The problem: Continue the email reply about the "sage -optional" command from the point where it stops.

=== Source excerpt ===

On Sun, Apr 27, 2014 at 3:06 PM, Volker Braun <[email protected]> wrote:
> I guess that #16187 broke it (the beautification of "sage -optional").
>
> By the way, optional_packages() parses the output of "sage -optional" (!).

It is not unusual to parse the output  of a UNIX command.   It is
possibly worrisome for a UNIX command to switch to being "human
readable" by default, which is what #16187 does.  This would be kind
of like changing the "du" command (say) to suddenly by default have
the "-h" option.    It's too bad we never switched the command line
parsing system for Sage to use subcommands, so then we could have
things like "sage optional -h" or "sage packages -h --list-optional"
or something...

> And it isn't doctested. The only surprise should be that it took this long
> to break.

Indeed.   That said, people do use the command, and this long = 9 years...

> Finally, it is fundamentally unsound to modify shared libraries while your
> program is executing. install_package() should at most tell you how to exit
> sage and install stuff using sage -i.

(You would have to advise to exit all running Sage's, and also those
of all users on your system. )

=== Information provided ===

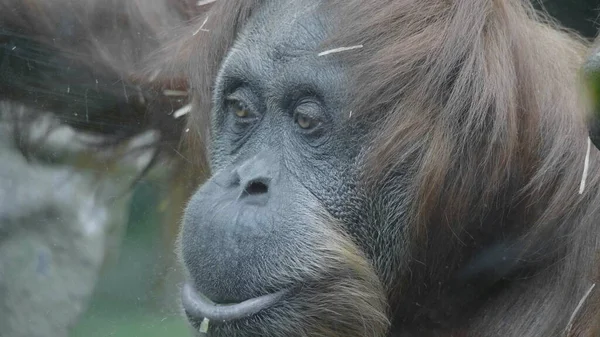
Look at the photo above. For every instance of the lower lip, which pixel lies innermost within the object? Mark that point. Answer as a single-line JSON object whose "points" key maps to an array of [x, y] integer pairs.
{"points": [[198, 306]]}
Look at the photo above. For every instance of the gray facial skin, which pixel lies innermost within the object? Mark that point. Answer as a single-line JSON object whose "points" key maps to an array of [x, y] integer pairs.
{"points": [[284, 153]]}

===

Answer for the task:
There are many optional packages that can be safely installed while
Sage is running with no danger.  I would guess 90% of them have this
property, at least (assuming they aren't installed already).   In
fact, of the ones I install for SMC (which are I think all of the ones
that aren't broken or disruptive(=valgrind)), I think not a single one
of them involves modifying shared libraries that Sage would already
have accessed.  Most involve copying over static data files for
databases and third party programs (e.g., kash), etc.    So I'm  -1 to
removing the install_package command.

 -- William

>
>
>
> On Sunday, April 27, 2014 10:42:36 PM UTC+1, William wrote:
>>
>> Hi,
>>
>> I installed the sage-6.2.rc0 [1] that Volker posted a few days ago.
>> However, the in-Sage commands install_package, optional_packages,
>> etc., are now broken.  Any ideas what is going on?
>>
>> More precisely:
>>
>>    sage: v = optional_packages()
>>    ...
>>
>>    Type 'sage -i package_name' to download and install a package.
>>    Optional package list (shown above) appears to be currently not
>> available or corrupted (network error?).
>>    sage: v
>>    ([], [])
>>
>> PROBLEMS:
>>
>> 1. Note that v is wrong -- it should have the installed/uninstalled
>> packages.  This is probably because of the "network error?" error.
>>
>> 2. Why does a command *inside of Sage, run from the Sage prompt* tell
>> the user to "Type 'sage -i package_name' to download and install a
>> package."?   Instead, it should suggest using the install_package(...)
>> command in Sage.
>>
>> 3. As mentioned above, the install_package command is also broken now.
>>
>>
>> NOTE: Using "sage -i" from the command line does still work, so that's
>> what I'll do.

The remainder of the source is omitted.